## BEGIN

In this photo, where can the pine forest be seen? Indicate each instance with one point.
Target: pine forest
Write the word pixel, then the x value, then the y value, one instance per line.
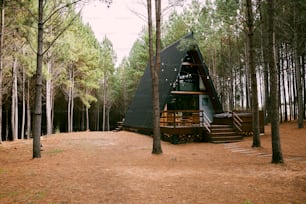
pixel 83 88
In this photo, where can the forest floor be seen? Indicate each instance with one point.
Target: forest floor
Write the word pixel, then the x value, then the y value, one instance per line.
pixel 118 167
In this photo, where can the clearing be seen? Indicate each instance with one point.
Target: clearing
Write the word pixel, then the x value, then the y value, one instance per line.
pixel 118 167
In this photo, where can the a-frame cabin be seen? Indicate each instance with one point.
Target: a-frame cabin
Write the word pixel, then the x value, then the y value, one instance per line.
pixel 188 98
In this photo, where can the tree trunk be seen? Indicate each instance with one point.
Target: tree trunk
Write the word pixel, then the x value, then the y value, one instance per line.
pixel 70 99
pixel 104 101
pixel 1 60
pixel 49 96
pixel 23 103
pixel 277 156
pixel 298 77
pixel 87 119
pixel 155 83
pixel 251 65
pixel 38 92
pixel 28 111
pixel 14 116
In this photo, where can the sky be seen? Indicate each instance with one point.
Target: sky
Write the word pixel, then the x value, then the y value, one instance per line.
pixel 121 23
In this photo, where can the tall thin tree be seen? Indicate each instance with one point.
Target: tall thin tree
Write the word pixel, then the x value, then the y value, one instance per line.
pixel 2 3
pixel 251 65
pixel 38 92
pixel 154 66
pixel 277 156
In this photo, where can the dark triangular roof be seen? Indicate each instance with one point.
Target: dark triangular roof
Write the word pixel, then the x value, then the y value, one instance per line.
pixel 140 113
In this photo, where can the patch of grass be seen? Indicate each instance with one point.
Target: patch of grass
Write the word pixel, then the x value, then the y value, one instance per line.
pixel 40 194
pixel 247 202
pixel 55 151
pixel 8 194
pixel 3 171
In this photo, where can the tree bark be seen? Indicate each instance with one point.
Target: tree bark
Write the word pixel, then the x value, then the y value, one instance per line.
pixel 154 68
pixel 251 65
pixel 2 4
pixel 49 97
pixel 298 74
pixel 277 156
pixel 28 132
pixel 23 103
pixel 38 92
pixel 14 105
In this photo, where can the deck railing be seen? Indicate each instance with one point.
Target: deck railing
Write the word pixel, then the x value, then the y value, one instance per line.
pixel 237 121
pixel 184 118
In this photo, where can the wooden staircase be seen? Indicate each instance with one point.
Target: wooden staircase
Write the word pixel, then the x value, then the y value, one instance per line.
pixel 223 134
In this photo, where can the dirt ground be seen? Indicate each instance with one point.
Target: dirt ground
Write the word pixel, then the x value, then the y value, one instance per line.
pixel 118 167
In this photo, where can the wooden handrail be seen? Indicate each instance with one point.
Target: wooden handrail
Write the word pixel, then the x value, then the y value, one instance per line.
pixel 237 121
pixel 180 118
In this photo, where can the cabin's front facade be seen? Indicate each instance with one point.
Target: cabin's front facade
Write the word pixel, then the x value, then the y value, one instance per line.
pixel 188 99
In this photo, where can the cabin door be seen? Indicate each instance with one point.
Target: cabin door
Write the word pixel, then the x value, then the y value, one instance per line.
pixel 206 106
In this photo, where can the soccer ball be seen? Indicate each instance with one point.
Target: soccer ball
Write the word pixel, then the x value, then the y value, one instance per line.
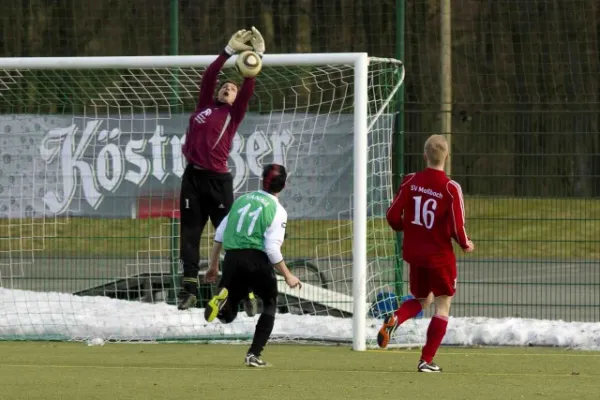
pixel 248 64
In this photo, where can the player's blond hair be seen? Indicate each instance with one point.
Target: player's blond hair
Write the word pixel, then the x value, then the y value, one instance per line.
pixel 436 150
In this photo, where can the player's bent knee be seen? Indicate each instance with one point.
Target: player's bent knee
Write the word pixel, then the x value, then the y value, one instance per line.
pixel 442 305
pixel 426 301
pixel 269 307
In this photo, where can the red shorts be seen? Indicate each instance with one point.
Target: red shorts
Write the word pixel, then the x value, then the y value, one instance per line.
pixel 439 280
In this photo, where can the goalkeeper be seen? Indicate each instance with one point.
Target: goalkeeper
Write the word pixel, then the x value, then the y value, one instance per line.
pixel 252 235
pixel 207 184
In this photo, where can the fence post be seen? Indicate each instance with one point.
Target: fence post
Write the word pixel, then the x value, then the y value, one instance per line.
pixel 399 142
pixel 446 77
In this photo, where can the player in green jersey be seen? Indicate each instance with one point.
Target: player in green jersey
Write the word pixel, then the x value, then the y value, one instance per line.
pixel 251 234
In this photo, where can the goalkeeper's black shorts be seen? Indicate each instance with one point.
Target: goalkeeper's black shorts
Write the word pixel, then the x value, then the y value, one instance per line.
pixel 204 195
pixel 245 271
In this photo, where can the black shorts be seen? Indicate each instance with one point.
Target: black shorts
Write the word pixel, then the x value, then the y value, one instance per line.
pixel 248 271
pixel 205 195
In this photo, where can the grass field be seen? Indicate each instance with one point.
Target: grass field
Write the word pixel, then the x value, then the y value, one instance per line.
pixel 517 228
pixel 66 371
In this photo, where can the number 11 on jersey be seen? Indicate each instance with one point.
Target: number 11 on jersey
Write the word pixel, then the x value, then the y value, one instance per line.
pixel 254 215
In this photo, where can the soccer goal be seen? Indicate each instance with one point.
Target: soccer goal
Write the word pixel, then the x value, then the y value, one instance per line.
pixel 89 177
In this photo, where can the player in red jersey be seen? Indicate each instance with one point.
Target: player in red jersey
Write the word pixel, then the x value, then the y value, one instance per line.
pixel 429 208
pixel 207 184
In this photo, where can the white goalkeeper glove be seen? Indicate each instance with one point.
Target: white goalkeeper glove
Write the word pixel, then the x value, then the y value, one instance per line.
pixel 258 43
pixel 237 43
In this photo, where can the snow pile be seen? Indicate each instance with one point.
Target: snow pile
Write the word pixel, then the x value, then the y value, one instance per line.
pixel 29 315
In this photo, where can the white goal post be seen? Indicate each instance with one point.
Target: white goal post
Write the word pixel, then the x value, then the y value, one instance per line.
pixel 308 92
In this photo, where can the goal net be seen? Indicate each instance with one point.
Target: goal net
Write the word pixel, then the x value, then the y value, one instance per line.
pixel 89 184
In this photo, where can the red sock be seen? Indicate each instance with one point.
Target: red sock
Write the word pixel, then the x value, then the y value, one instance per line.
pixel 409 309
pixel 435 335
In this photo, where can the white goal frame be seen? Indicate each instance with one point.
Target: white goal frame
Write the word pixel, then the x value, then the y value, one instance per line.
pixel 360 61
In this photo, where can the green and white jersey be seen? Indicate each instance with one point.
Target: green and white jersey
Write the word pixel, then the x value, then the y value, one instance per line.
pixel 256 221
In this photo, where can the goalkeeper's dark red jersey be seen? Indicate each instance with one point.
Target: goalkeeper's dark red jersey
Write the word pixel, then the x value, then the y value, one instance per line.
pixel 429 208
pixel 213 125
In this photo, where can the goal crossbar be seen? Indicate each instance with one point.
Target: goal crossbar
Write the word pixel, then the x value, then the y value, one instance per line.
pixel 171 61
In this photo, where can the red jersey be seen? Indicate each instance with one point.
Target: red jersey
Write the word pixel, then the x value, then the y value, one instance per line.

## END

**The problem:** Recast every line of the records above as a numbered list, skipping blank lines and leaving out the pictures.

**Exercise output:**
1. In this photo, where can the pine forest be seen? Indicate each instance with one point.
2. Target: pine forest
3. Write the word pixel, then the x value, then the y value, one instance per line.
4. pixel 83 88
5. In this photo, where can the forest floor be seen? Indicate each instance with one point.
6. Target: forest floor
7. Write the word pixel, then the x value, then the y value, one instance per line.
8. pixel 118 167
9. In this photo, where can the clearing be seen? Indicate each instance with one point.
10. Target: clearing
11. Write the word pixel, then the x value, then the y value, one instance per line.
12. pixel 118 167
13. In this photo, where can the a-frame cabin be seen? Indicate each instance with one point.
14. Target: a-frame cabin
15. Write the word pixel, then the x value, then the y value, one instance per line.
16. pixel 188 98
17. In this photo, where can the tree trunk be seen? Indicate each instance with one point.
18. Target: tree trunk
19. Write the word pixel, then the x value, then the y value, one instance per line.
20. pixel 70 99
21. pixel 104 101
22. pixel 1 60
23. pixel 49 96
24. pixel 23 103
25. pixel 277 156
26. pixel 298 77
27. pixel 87 119
28. pixel 155 83
29. pixel 251 65
30. pixel 38 92
31. pixel 28 111
32. pixel 14 116
33. In this photo, where can the sky be seen? Indicate each instance with one point.
34. Target: sky
35. Write the word pixel, then the x value, then the y value, one instance per line.
36. pixel 121 23
37. In this photo, where can the tall thin tree be seen? Indicate each instance with one point.
38. Target: tall thin tree
39. Write the word pixel, then the x value, then the y value, one instance per line.
40. pixel 2 3
41. pixel 251 65
42. pixel 38 92
43. pixel 154 66
44. pixel 277 156
45. In this photo, where can the dark triangular roof be seen? Indicate each instance with one point.
46. Target: dark triangular roof
47. Write the word pixel, then the x value, then the y value, one instance per line.
48. pixel 140 113
49. In this photo, where can the patch of grass be seen? Indicate each instance with one point.
50. Target: patch of grass
51. Write the word pixel, then the x value, then the y value, one instance per line.
52. pixel 40 194
53. pixel 247 202
54. pixel 55 151
55. pixel 8 194
56. pixel 3 171
57. In this photo, where can the tree bark be seen? Indicate each instance with one point.
58. Target: tree bark
59. Write the word pixel, then the x value, then the y value, one instance per line.
60. pixel 154 68
61. pixel 251 65
62. pixel 2 4
63. pixel 49 97
64. pixel 298 74
65. pixel 277 156
66. pixel 28 132
67. pixel 23 103
68. pixel 38 92
69. pixel 14 105
70. In this photo, where can the deck railing be seen? Indicate each instance with one point.
71. Target: deck railing
72. Write the word pixel, then the x value, then the y value, one instance per line.
73. pixel 237 121
74. pixel 184 118
75. In this photo, where can the wooden staircase be seen? Indicate each instance with one point.
76. Target: wooden staircase
77. Write the word pixel, then the x value, then the y value, one instance per line.
78. pixel 223 134
79. In this photo, where can the dirt ground be seen? Indicate each instance with one point.
80. Target: dirt ground
81. Write the word pixel, then the x value, then the y value, one instance per line.
82. pixel 118 167
83. In this photo, where can the wooden handrail be seen? Indicate each instance with one point.
84. Target: wooden handrail
85. Write the word pixel, then the x value, then the y value, one instance per line.
86. pixel 237 121
87. pixel 180 118
88. In this photo, where can the cabin's front facade be seen? Indicate each instance with one point.
89. Target: cabin's front facade
90. Write the word pixel, then the x value, then the y value, one instance per line.
91. pixel 188 99
92. In this photo, where can the cabin door be seen? Indicate each instance with one point.
93. Target: cabin door
94. Write the word pixel, then the x value, then the y value, one instance per line.
95. pixel 206 106
96. In this photo, where can the soccer ball be seen? Indicate each instance with one point.
97. Target: soccer ball
98. Write the word pixel, then the x value, then the y value, one instance per line.
99. pixel 248 64
100. In this photo, where can the player's blond hair be seen? Indicate each instance with one point.
101. Target: player's blond hair
102. Write the word pixel, then the x value, then the y value, one instance per line.
103. pixel 436 150
104. In this photo, where can the player's bent knee be seen? Indicate each instance with one point.
105. Target: player's bent knee
106. Write the word pixel, then the x value, then the y value, one instance per line.
107. pixel 442 305
108. pixel 426 301
109. pixel 269 307
110. In this photo, where can the red shorts be seen? Indicate each instance with one point.
111. Target: red shorts
112. Write the word pixel, then the x value, then the y value, one instance per line.
113. pixel 439 280
114. In this photo, where can the goalkeeper be seen? Indicate each instance with one point.
115. Target: goalkeeper
116. Write the word pixel, then the x value, then the y value, one instance per line.
117. pixel 252 235
118. pixel 207 184
119. In this photo, where can the fence post be seen? Indicate each instance with one point.
120. Target: fence post
121. Write the word pixel, then the x value, then the y value, one instance per line.
122. pixel 399 142
123. pixel 446 77
124. In this photo, where can the player in green jersey be seen? Indicate each instance with one point.
125. Target: player in green jersey
126. Write the word pixel, then the x value, then the y value, one instance per line.
127. pixel 251 234
128. In this photo, where can the goalkeeper's black shorts be seen? Indicate each instance with one point.
129. Target: goalkeeper's black shorts
130. Write the word pixel, then the x value, then the y value, one instance per line.
131. pixel 204 195
132. pixel 245 271
133. In this photo, where can the black shorts be seen? Indicate each instance with one point.
134. Target: black shorts
135. Write the word pixel, then the x value, then the y value, one instance per line.
136. pixel 248 271
137. pixel 205 195
138. In this photo, where can the grass field be seen? Indicate each instance with one point.
139. Target: grass field
140. Write the word pixel, then the x value, then the y value, one instance per line.
141. pixel 517 228
142. pixel 66 371
143. In this photo, where can the number 11 on jersey be seen? Indicate each instance with one point.
144. Target: number 11 on jersey
145. Write the word pixel, then the x value, then the y value, one instance per line.
146. pixel 254 215
147. In this photo, where can the soccer goal be seen? Indicate each instance with one point.
148. Target: soccer goal
149. Write the word pixel, then the x value, then the y value, one instance per line.
150. pixel 89 177
151. In this photo, where can the player in red jersey be seen? Indicate each instance with one point.
152. Target: player in red jersey
153. Write the word pixel, then the x value, then the y value, one instance per line.
154. pixel 429 208
155. pixel 207 184
156. In this photo, where can the white goalkeeper glove be seen? Indicate each instance with one point.
157. Target: white goalkeeper glove
158. Write the word pixel, then the x value, then the y value, one instance per line.
159. pixel 258 43
160. pixel 237 43
161. In this photo, where can the snow pile be seen? Indicate each instance with one point.
162. Target: snow pile
163. Write the word pixel, then the x value, then the y value, one instance per line.
164. pixel 29 315
165. In this photo, where can the white goal post be seen? Indicate each instance with one point.
166. Target: white goal post
167. Write the word pixel, then the x value, then the y value, one instance per line.
168. pixel 308 92
169. In this photo, where can the goal net be seen? Indicate each instance with one point.
170. Target: goal net
171. Write the word pixel, then the x value, then the y value, one instance per line.
172. pixel 89 184
173. In this photo, where can the red sock be seen? Indicate each instance with one point.
174. Target: red sock
175. Write the word pixel, then the x value, then the y value, one instance per line.
176. pixel 409 309
177. pixel 435 335
178. In this photo, where can the white goal frame be seen? Indicate each instance with one point.
179. Target: white goal frame
180. Write the word pixel, then the x value, then the y value, one instance per line.
181. pixel 360 61
182. In this photo, where can the green and white jersey be seen? Indicate each instance with one point.
183. Target: green and white jersey
184. Write the word pixel, then the x value, then the y value, one instance per line.
185. pixel 256 221
186. In this photo, where can the goalkeeper's dark red jersey be seen? Indicate each instance with one point.
187. Target: goalkeeper's dark red jersey
188. Write the word pixel, then the x value, then the y value, one instance per line.
189. pixel 429 208
190. pixel 213 125
191. In this photo, where can the goal crossbar be seen? Indicate each instance with one point.
192. Target: goal crossbar
193. Write the word pixel, then the x value, then the y value, one instance per line.
194. pixel 171 61
195. In this photo, where can the red jersey be seen? Indicate each instance with one point.
196. Target: red jersey
197. Write the word pixel, then the x value, then the y value, one instance per line.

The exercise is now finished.